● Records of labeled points

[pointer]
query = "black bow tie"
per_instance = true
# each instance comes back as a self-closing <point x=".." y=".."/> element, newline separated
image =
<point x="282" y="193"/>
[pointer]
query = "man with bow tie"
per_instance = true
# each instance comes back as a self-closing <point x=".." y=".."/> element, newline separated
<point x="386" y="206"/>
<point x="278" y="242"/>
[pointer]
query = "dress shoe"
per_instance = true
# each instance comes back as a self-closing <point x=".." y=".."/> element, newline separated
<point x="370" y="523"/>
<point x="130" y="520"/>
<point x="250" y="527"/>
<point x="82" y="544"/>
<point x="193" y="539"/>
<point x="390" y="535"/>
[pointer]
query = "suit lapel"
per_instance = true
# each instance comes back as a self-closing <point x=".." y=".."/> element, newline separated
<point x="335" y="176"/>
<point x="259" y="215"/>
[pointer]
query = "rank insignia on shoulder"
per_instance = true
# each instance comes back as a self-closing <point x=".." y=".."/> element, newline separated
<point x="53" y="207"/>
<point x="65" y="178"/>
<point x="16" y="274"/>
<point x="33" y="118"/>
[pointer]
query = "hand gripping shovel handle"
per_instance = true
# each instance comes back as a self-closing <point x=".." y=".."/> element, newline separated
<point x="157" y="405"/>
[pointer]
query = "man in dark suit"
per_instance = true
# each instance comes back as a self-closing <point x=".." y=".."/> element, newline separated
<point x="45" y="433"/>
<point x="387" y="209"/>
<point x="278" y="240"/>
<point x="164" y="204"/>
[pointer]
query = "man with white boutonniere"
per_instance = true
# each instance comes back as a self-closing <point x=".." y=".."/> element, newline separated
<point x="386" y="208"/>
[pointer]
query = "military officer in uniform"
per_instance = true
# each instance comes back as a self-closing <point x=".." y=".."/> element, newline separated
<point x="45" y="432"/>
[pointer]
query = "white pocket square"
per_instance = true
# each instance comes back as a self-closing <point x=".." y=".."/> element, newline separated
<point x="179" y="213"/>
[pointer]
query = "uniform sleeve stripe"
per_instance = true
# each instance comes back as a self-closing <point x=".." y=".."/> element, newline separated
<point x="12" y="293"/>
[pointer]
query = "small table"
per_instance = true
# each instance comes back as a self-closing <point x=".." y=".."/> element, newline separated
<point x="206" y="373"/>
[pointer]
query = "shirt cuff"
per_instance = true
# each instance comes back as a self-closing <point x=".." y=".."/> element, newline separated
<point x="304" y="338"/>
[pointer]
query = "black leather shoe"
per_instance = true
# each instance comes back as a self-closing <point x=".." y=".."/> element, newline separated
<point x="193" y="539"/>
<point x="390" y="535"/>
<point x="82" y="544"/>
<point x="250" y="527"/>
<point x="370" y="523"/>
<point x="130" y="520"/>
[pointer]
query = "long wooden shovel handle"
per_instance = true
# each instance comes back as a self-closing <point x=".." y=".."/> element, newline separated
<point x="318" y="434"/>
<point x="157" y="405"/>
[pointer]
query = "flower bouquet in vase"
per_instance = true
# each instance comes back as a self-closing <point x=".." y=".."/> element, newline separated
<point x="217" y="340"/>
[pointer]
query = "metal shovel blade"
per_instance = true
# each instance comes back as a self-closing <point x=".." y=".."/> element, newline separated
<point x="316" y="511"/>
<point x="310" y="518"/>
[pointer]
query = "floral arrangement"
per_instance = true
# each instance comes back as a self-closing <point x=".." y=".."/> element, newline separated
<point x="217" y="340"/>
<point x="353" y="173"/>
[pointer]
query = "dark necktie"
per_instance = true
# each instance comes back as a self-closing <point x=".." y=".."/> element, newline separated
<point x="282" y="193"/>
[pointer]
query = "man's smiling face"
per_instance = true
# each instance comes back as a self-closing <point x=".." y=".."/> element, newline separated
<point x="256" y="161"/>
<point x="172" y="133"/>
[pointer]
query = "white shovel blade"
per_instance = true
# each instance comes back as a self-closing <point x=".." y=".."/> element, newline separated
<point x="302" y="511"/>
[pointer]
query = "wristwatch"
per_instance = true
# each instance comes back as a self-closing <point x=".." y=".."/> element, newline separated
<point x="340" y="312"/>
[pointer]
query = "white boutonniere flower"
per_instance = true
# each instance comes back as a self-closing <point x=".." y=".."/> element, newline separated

● What needs to be done
Repeat each entry word for word.

● Output for this exercise
[pointer]
query = "black bow tie"
per_instance = true
# each instance comes back as a self-closing <point x=".." y=".."/> element, newline separated
image =
<point x="282" y="193"/>
[pointer]
query = "man with bow tie"
per_instance = true
# each instance comes back as a self-closing <point x=".." y=".."/> element, newline separated
<point x="386" y="206"/>
<point x="278" y="242"/>
[pointer]
query = "dress shoe"
per_instance = true
# each instance comes back as a self-closing <point x=".." y=".."/> element, newline separated
<point x="370" y="523"/>
<point x="130" y="520"/>
<point x="250" y="527"/>
<point x="82" y="544"/>
<point x="193" y="539"/>
<point x="390" y="535"/>
[pointer]
query = "suit lapel"
per_instance = true
# each instance comes back as a self-closing <point x=".." y=".."/> element, newline separated
<point x="335" y="176"/>
<point x="259" y="215"/>
[pointer]
query = "rank insignia on shoulder"
per_instance = true
# each instance comes back as a self-closing <point x=".." y=".."/> element, newline separated
<point x="53" y="207"/>
<point x="65" y="178"/>
<point x="16" y="274"/>
<point x="33" y="118"/>
[pointer]
query = "hand gripping shovel handle"
per_instance = true
# each instance comes back as a self-closing <point x=".." y=".."/> element, newline separated
<point x="157" y="405"/>
[pointer]
query = "man in dark suit"
per_instance = true
# each instance comes back as a self-closing <point x=".." y=".."/> element, newline separated
<point x="45" y="433"/>
<point x="387" y="209"/>
<point x="278" y="240"/>
<point x="164" y="204"/>
[pointer]
query = "man with white boutonniere"
per_instance = true
# each instance comes back as a self-closing <point x=".." y=".."/> element, newline separated
<point x="386" y="208"/>
[pointer]
query = "military officer in uniform"
per_instance = true
# each instance comes back as a self-closing <point x=".." y=".."/> element, newline separated
<point x="45" y="432"/>
[pointer]
query = "white pocket square"
per_instance = true
# each instance comes back as a self-closing <point x=".." y=".."/> element, newline separated
<point x="179" y="213"/>
[pointer]
query = "uniform sleeve stripe"
per_instance = true
# each instance comes back as a self-closing <point x=".." y=".."/> element, newline separated
<point x="12" y="293"/>
[pointer]
query = "small table"
per_instance = true
# each instance comes back as a self-closing <point x=".." y=".."/> element, newline separated
<point x="206" y="373"/>
[pointer]
query = "shirt cuff"
per_instance = true
# each instance comes back as a self-closing <point x=".." y=".."/> element, newline separated
<point x="304" y="338"/>
[pointer]
query = "black leather shoe"
per_instance = true
# each instance comes back as a self-closing <point x=".." y=".."/> element, newline separated
<point x="193" y="539"/>
<point x="390" y="535"/>
<point x="82" y="544"/>
<point x="250" y="527"/>
<point x="370" y="523"/>
<point x="130" y="520"/>
[pointer]
query = "long wooden shovel handle"
per_instance = true
# each instance comes back as a self-closing <point x=".." y=".."/> element, newline separated
<point x="318" y="434"/>
<point x="157" y="405"/>
[pointer]
query = "flower bouquet in vase"
per_instance = true
# each instance comes back as a self-closing <point x=".." y=".."/> element, newline separated
<point x="217" y="340"/>
[pointer]
query = "metal shovel blade"
per_instance = true
# each instance comes back as a self-closing <point x=".." y=".."/> element, newline separated
<point x="316" y="511"/>
<point x="310" y="518"/>
[pointer]
query = "floral arrangement"
per_instance = true
# each instance comes back as a self-closing <point x=".." y=".."/> element, newline separated
<point x="217" y="340"/>
<point x="353" y="173"/>
[pointer]
query = "dark necktie"
per_instance = true
# each instance comes back as a self-closing <point x=".." y=".."/> element, newline separated
<point x="282" y="193"/>
[pointer]
query = "man's smiling face"
per_instance = true
# each instance comes back as a self-closing <point x=".." y=".."/> element, newline separated
<point x="256" y="161"/>
<point x="172" y="133"/>
[pointer]
query = "white shovel blade"
per_instance = true
# each instance comes back as a self-closing <point x=".." y=".."/> element, newline separated
<point x="302" y="511"/>
[pointer]
query = "wristwatch"
per_instance = true
# each instance comes back as a self-closing <point x=".." y=".."/> element, newline separated
<point x="340" y="312"/>
[pointer]
query = "white boutonniere flower"
per_instance = true
# each instance comes back as a self-closing <point x=".." y=".."/> element, newline separated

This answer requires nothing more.